**PROBLEM TO SOLVE**
Print every line of the data exactly as shown.

☆ ☆ ☆ ☆ ☆

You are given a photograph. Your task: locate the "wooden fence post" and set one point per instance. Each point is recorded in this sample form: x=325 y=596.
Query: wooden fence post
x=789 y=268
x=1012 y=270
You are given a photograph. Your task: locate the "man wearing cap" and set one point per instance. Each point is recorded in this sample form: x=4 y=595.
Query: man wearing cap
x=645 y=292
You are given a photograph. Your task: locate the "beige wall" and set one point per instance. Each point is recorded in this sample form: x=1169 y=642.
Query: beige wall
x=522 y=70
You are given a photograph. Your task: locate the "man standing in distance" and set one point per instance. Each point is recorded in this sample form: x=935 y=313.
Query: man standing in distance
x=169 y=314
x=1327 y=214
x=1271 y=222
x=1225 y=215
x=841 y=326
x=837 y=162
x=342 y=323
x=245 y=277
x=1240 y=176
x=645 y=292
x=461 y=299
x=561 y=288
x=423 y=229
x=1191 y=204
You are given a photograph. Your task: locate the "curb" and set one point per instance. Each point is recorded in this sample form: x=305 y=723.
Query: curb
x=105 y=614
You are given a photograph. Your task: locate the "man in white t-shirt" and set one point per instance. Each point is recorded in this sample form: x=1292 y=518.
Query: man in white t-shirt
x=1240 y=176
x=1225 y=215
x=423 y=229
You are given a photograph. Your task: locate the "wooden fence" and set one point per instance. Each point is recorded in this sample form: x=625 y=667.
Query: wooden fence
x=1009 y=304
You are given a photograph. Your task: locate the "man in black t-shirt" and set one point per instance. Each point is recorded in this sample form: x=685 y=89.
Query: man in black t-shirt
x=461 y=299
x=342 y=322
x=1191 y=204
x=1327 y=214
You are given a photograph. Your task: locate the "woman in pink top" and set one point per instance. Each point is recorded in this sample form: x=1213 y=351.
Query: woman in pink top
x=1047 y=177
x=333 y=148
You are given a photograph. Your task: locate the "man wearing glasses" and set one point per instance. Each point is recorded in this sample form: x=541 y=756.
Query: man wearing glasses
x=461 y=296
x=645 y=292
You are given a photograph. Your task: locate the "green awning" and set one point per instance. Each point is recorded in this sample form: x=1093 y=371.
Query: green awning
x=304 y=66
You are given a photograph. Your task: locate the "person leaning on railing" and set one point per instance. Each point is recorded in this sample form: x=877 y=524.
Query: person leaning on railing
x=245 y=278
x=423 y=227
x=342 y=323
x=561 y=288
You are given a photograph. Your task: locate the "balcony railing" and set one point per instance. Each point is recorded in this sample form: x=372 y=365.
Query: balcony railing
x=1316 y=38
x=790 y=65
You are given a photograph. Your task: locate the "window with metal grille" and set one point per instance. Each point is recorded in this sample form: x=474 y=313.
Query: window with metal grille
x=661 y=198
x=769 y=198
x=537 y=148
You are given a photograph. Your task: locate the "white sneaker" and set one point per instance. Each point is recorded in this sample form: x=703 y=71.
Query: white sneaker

☆ ☆ ☆ ☆ ☆

**ANSWER TO THIS EXERCISE**
You are given a photograph. Your task: locate the "wooden fence post" and set one point per instance. Each point is recorded in this sample form: x=325 y=596.
Query: wooden fence post
x=789 y=268
x=1012 y=270
You are given a photograph. Your task: locate the "man wearing cap" and set one point per instance. Each point is recorded in this sample form: x=4 y=595.
Query: man wearing cap
x=645 y=292
You are given a photograph. Your task: locate the "beige wall" and set one point per instance. Each point is recorded in this sample form: x=1169 y=642.
Query: beige wall
x=522 y=70
You are given a photograph. Your task: locate the "man standing in distance" and set one point per instance. Each point is recorded in this sample form: x=935 y=313.
Query: man standing in distance
x=169 y=314
x=1327 y=214
x=1271 y=222
x=1225 y=215
x=841 y=326
x=837 y=162
x=342 y=323
x=245 y=277
x=1240 y=176
x=645 y=292
x=461 y=299
x=561 y=288
x=423 y=229
x=1191 y=204
You are given a photograph. Your task: locate the "curb" and set one point per instance. Each point is recorded in this sample form: x=305 y=723.
Query: curb
x=105 y=614
You are given a photograph. Your task: locate the "man in white t-shirt" and set one point per instance. Each point is recorded in this sample form: x=1292 y=518.
Query: man in white t-shirt
x=1240 y=176
x=1225 y=215
x=423 y=229
You are given a photograph. Your task: locate the "wooden fence" and set one point per instance. Each point is recorded in this sample form: x=625 y=667.
Query: wooden fence
x=1009 y=304
You are given a photograph. Your task: locate the "man in black t-shirt" and set one point per instance. Each point is recorded in this sample form: x=685 y=89.
Query: man in black t-shirt
x=461 y=299
x=342 y=322
x=1191 y=204
x=1327 y=214
You are given a photograph. Your task: locate the "woman in pink top" and set one point per instance. Each point is recorded in this sample form: x=1213 y=351.
Query: woman in pink top
x=1047 y=177
x=333 y=148
You are given a photograph. Your task: locate the "man wearing glasses" and set one point per instance. Each point is recorded in this sample form: x=541 y=756.
Query: man wearing glasses
x=461 y=296
x=645 y=292
You are given a photograph. Your task: locate the "green awning" and set one point per instance. Each point is recorded in this sample form: x=1093 y=371.
Query: green awning
x=304 y=66
You are given a photograph. Your task: locate the "person leaning on railing" and set one point per instance. Each point is recorded in this sample form: x=877 y=524.
Query: person leaning on railing
x=245 y=278
x=423 y=227
x=342 y=323
x=561 y=288
You are given a photograph. Your task: locate the "balcony railing" and set one point per instance. Each point is recorded in this sample form: x=372 y=365.
Query: balcony railing
x=1316 y=38
x=790 y=65
You are given a photograph. Your task: locate the "window with metal grille" and set one point per instance. Each point is recorded in this sample form: x=474 y=313.
Query: window with metal grille
x=661 y=198
x=769 y=198
x=537 y=148
You are given a photograph. Your task: locate the "white sneaker" and set one point per instance. Each point is recorded in this sample form: x=703 y=71.
Query: white sneaker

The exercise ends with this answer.